A terceira hipótese, que deu lugar ao litígio no presente processo, permite que um empresa, decorrido um período de seis ou dez anos, faça uso do procedimento simplificado para obter a autorização de comercialização de um medicamento genérico essencialmente similar a um medicamento provido de uma autorização emitida em favor da empresa inovadora que o desenvolveu. Trata-se, sem dúvida, de uma disposição de grande importância, já que constitui a via fundamental para conseguir a comercialização de medicamentos genéricos, mediante o vantajoso procedimento simplificado.

8 Com vista a proteger a propriedade industrial e comercial das empresas inovadoras, a alínea a), iii) do ponto 8 do segundo parágrafo do artigo 4._ da Directiva 65/65 não permite o recurso ao procedimento simplificado e a consequente utilização de documentação produzida pela empresa inovadora durante um período de seis ou dez anos, consoante cada Estado-Membro decida. O Reino Unido estabeleceu o prazo de dez anos desde a primeira autorização de comercialização do medicamento original num Estado-Membro da Comunidade.

DADOS FORNECIDOS
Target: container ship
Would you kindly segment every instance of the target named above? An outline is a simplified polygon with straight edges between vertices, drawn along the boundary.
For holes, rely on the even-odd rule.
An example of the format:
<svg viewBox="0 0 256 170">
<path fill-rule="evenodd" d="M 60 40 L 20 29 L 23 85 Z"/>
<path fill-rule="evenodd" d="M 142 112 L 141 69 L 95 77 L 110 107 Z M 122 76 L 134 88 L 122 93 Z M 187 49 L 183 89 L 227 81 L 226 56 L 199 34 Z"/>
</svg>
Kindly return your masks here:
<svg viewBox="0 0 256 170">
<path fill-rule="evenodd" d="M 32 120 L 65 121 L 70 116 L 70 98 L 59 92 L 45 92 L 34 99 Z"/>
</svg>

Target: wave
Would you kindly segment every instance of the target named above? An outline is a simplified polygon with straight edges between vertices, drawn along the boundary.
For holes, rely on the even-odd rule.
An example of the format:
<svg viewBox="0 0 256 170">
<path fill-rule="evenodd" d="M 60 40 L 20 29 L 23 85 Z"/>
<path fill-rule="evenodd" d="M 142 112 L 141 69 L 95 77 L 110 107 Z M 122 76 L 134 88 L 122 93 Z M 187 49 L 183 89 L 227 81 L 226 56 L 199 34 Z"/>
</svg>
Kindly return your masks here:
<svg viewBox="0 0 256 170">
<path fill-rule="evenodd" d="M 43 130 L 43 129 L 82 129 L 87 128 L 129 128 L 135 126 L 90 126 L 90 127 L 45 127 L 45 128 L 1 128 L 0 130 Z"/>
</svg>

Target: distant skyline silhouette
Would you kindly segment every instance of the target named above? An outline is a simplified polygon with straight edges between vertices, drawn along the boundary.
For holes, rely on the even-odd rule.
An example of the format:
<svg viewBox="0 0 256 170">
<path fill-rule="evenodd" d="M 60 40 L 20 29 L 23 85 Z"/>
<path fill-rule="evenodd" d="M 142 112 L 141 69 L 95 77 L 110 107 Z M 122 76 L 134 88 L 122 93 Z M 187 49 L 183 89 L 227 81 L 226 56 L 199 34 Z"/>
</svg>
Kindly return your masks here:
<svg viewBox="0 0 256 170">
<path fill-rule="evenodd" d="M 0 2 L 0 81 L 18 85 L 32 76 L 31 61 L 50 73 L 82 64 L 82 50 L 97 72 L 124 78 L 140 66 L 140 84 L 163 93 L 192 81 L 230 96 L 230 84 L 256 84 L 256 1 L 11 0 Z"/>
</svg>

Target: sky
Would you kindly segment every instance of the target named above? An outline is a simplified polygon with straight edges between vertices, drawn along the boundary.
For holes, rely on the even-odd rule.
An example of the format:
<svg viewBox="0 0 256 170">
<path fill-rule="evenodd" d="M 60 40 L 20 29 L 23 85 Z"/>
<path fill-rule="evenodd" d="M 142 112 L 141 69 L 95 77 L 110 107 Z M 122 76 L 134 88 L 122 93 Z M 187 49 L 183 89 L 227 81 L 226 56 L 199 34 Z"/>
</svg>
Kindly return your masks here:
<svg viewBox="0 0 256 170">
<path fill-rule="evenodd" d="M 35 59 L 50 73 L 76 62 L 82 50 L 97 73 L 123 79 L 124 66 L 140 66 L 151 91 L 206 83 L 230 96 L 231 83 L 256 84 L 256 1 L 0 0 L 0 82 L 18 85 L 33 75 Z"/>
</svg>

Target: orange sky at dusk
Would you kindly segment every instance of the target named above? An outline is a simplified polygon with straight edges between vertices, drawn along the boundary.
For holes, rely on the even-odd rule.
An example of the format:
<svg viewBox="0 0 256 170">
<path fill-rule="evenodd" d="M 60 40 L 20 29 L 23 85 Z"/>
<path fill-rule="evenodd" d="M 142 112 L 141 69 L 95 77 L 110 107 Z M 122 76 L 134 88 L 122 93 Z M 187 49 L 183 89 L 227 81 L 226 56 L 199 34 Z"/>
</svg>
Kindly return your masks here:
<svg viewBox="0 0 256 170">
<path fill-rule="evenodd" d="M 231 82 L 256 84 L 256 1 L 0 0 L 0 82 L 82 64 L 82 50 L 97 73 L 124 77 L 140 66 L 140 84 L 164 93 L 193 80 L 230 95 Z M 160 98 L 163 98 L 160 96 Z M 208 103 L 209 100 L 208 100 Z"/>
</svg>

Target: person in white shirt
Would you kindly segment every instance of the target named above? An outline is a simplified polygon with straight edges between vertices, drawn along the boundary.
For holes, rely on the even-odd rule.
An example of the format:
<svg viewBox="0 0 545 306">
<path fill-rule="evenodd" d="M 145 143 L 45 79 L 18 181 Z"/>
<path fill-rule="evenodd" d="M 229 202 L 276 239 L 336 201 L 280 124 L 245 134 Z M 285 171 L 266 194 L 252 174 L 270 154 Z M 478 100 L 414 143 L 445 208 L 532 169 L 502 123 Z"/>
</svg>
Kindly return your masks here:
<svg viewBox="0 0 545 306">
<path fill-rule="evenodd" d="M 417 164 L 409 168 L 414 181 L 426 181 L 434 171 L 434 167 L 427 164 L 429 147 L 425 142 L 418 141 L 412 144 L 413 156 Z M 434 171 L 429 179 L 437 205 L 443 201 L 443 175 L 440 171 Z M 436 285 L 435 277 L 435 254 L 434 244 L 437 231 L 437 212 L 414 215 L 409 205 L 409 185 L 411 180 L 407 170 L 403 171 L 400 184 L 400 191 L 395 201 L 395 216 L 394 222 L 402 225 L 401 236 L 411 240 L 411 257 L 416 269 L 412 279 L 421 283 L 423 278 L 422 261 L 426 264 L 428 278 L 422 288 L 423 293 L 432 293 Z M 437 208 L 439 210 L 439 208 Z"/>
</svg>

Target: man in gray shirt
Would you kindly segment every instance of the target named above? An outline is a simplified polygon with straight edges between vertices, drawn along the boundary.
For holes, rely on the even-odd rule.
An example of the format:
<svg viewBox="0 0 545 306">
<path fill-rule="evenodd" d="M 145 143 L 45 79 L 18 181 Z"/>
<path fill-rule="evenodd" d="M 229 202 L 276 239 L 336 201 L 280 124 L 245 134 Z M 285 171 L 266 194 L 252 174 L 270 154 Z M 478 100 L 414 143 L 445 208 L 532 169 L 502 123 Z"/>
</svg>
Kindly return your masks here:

LISTA DE ATIVIDADES
- A) Segundo o texto sobre medicamentos genéricos, que prazo estabeleceu o Reino Unido?
- B) Dê seguimento ao texto sobre medicamentos genéricos a partir da última frase apresentada.
As entradas são material à parte, independente do texto sobre medicamentos genéricos.

RESPOSTAS DO EXERCÍCIO
- A) Dez anos desde a primeira autorização de comercialização do medicamento original num Estado-Membro da Comunidade.

- B)
Os antecedentes do litígio

9 O presente processo tem origem em três litígios conexos, pendentes na High Court, que se referem a três produtos farmacêuticos diferentes, a saber, o captopril, o aciclovir e a ranitidina. A seguir referir-me-ei a estes litígios designando-os por «processo captopril», «processo aciclovir» e «processo ranitidina».

10 A recorrida nos três processos é a Licensing Authority, organismo criado pelo Medicines Act 1968, a quem cabe adoptar as decisões relativas à comercialização de especialidades farmacêuticas no Reino Unido. Salvo nos casos de autorizações de comercialização concedidas para todo o âmbito comunitário, que não são objecto desses processos, a venda de qualquer medicamento no Reino Unido requer a concessão prévia da correspondente autorização pela Licensing Authority. A Medicine Control Agency (a seguir «MCA») é o organismo de execução que dá seguimento aos requerimentos de autorização em nome da Licensing Authority.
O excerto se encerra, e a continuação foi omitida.